Excerpt to read:
== == ==

WV to receive money in multistate settlement in hospital operator data breach

West Virginia

A stack of $100 bills (Nexstar, file)

CHARLESTON, WV (WOWK) – A $5 million, multistate settlement has been reached with a leading hospital operator related to an August 2014 data breach, according to West Virginia Attorney General Patrick Morrisey.

According to Morrisey, the settlement require Community Health Systems Inc. (CHS) to pay $5 million to the 27 states who are part of the settlement. The company would also need to impliment and maintain a comprehensive information security program designed to safeguard personal and protected health information.

“All consumers rely upon businesses, especially hospitals, to secure their sensitive personal, identifiable information,” Morrisey said. “Any company that breaks that trust must be held accountable. This settlement emphasizes the meticulous protocols consumers expect to protect their information from unlawful use or disclosure.”

When the breach happened, CHS owned, leased or operated 206 affiliated hospitals. The Attorney General’s office said this includes five entities in the Mountain State – Oak Hill Clinic Corp., Oak Hill Hospital Corp., Bluefield Clinic Company LLC, Greenbrier Valley Anesthesia LLC, Greenbrier Valley Emergency Physicians and Ronceverte Physician Group.

Morrisey says according to the company’s website, it controls more than 92 hospitals including Greenbrier Valley Medical Center of Ronceverte and Plateau Medical Center of Oak Hill.

== == ==

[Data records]

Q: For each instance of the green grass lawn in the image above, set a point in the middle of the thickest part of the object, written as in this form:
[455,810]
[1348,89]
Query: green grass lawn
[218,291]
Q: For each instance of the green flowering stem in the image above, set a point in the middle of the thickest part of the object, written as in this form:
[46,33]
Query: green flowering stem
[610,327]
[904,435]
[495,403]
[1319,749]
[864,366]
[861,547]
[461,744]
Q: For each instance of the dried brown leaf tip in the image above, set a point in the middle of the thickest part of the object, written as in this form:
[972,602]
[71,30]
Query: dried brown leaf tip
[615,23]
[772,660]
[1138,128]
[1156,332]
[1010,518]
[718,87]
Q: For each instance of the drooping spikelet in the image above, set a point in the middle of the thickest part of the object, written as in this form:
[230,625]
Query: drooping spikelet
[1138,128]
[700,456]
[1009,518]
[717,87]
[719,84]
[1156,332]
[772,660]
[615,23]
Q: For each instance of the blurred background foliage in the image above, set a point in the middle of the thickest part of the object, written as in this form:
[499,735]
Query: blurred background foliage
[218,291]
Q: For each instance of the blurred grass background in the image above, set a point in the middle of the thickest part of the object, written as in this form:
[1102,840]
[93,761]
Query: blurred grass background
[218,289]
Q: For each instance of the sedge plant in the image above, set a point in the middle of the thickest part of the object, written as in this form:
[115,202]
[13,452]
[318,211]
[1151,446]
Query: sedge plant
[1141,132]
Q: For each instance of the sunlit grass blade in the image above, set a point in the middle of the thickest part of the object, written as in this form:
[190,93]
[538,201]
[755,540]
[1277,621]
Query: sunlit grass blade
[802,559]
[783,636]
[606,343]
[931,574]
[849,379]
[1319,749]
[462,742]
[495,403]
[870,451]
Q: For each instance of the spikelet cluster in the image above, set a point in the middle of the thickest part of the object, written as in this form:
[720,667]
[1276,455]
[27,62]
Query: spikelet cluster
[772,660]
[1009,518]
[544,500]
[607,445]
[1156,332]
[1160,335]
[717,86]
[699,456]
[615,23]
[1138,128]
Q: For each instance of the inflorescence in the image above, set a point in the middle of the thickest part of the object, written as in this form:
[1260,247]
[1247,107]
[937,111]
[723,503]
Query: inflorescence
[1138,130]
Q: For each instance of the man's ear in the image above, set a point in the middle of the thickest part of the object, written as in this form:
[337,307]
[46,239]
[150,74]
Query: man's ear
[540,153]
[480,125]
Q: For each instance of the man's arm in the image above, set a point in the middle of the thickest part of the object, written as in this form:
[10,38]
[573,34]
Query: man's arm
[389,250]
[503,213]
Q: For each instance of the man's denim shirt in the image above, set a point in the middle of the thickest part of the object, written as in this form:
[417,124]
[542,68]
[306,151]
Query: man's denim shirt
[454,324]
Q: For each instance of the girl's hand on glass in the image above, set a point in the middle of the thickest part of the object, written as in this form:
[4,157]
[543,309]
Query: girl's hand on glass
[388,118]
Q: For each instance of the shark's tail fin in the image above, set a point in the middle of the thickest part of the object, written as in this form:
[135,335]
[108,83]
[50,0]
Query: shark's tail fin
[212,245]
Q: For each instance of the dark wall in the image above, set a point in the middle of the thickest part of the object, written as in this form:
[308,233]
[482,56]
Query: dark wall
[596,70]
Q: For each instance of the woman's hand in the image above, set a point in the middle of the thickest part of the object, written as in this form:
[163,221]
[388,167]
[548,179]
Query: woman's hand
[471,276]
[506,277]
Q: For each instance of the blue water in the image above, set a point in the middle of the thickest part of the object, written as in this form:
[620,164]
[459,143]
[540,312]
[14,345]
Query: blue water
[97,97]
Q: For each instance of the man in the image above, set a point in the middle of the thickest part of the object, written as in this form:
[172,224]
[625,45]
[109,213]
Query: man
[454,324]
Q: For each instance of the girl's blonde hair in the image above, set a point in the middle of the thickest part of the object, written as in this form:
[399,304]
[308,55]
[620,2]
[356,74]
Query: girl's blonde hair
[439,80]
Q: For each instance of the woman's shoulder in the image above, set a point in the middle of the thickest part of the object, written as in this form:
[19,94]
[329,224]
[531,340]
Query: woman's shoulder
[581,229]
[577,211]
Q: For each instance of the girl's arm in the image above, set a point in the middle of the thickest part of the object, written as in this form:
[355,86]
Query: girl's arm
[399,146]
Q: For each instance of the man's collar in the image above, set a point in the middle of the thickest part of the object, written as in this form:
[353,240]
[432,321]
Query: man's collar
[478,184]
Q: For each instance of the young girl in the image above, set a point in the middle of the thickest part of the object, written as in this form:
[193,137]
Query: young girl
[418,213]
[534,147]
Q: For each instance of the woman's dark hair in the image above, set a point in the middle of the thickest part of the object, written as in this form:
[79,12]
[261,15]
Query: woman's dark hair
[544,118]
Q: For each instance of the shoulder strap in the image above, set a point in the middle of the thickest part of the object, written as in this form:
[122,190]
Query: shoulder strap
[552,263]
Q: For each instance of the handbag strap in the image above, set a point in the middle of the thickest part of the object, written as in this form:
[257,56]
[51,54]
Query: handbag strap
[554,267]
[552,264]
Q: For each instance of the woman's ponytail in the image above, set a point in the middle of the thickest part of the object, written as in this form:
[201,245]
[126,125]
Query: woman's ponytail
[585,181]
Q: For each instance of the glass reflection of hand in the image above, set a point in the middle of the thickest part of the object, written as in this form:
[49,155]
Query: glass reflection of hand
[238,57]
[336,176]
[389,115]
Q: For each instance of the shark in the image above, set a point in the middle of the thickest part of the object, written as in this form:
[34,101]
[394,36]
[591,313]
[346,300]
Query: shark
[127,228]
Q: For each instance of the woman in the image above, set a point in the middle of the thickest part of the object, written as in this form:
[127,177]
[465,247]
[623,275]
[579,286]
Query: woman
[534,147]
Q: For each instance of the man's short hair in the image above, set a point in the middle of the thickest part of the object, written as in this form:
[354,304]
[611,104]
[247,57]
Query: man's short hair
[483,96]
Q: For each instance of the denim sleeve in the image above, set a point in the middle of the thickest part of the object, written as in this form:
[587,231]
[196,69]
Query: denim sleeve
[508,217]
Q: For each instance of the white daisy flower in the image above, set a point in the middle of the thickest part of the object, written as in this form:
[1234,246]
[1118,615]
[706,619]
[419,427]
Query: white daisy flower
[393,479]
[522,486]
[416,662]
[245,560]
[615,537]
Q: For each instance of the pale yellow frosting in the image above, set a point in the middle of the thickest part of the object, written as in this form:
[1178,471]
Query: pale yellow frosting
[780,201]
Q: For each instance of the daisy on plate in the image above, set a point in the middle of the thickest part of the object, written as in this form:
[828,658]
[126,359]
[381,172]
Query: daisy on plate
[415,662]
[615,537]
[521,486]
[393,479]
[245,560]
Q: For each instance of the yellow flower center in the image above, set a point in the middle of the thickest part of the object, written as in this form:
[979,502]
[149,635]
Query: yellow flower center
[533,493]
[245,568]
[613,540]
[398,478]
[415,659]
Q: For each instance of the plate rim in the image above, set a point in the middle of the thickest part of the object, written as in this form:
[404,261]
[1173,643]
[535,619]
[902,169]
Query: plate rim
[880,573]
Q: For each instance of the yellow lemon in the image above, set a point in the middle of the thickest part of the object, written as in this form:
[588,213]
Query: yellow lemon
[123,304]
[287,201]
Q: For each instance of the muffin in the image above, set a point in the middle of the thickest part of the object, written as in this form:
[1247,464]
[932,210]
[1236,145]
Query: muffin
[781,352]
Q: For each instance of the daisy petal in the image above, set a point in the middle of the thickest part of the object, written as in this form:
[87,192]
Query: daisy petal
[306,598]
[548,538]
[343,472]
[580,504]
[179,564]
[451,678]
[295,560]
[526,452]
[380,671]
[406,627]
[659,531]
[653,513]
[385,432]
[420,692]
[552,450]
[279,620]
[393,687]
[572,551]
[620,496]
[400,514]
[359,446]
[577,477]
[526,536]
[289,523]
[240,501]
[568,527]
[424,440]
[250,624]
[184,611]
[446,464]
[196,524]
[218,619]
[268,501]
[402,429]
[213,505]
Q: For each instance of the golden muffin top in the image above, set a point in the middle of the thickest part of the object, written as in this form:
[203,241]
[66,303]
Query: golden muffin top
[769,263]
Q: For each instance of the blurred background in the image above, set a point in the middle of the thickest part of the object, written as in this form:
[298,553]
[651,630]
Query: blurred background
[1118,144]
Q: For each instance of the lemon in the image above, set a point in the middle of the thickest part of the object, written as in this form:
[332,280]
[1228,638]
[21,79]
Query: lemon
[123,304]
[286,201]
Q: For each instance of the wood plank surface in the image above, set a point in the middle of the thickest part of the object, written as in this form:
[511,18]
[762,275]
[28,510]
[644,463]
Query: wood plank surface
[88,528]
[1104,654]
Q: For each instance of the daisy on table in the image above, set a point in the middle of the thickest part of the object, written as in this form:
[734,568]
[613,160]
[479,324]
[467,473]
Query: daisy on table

== == ==

Work order 1: Rewrite the paragraph of the settlement article that begins "According to Morrisey, the settlement" as a short bulleted list that keeps its main facts.
Work order 2: Write the next part of the settlement article, picking up after its final sentence.

Your response 1:
According to Morrisey, the settlement requires:
- Community Health Systems Inc. (CHS) to pay $5 million to the 27 states that are part of the settlement.
- CHS to implement and maintain a comprehensive information security program designed to safeguard personal and protected health information.

Your response 2:
The Attorney General’s office says the Mountain State will receive an allotment of $73,897 and the CHS patients in the state will benefit from the security protocols implemented as part of the settlement.

According to Morrisey, approximately 6.1 million patients across the country were impacted by the data breach, including 75,597 West Virginians. He says the incident exposed names, birthdates, Social Security numbers, phone numbers and patient addresses.

The security measures require the company and its subsidiary CHSPSC to incorporate security awareness and privacy training, develop a written incident response plan and limit unnecessary or inappropriate access to protected health information.

West Virginia, Kentucky, and Ohio were all part of the settlement, along with Alaska, Arkansas, Connecticut, Florida, Illinois, Indiana, Iowa, Louisiana, Massachusetts, Michigan, Mississippi, Missouri, Nebraska, Nevada, New Jersey, North Carolina, Oregon, Pennsylvania, Rhode Island, South Carolina, Tennessee, Texas, Utah, Vermont and Washington.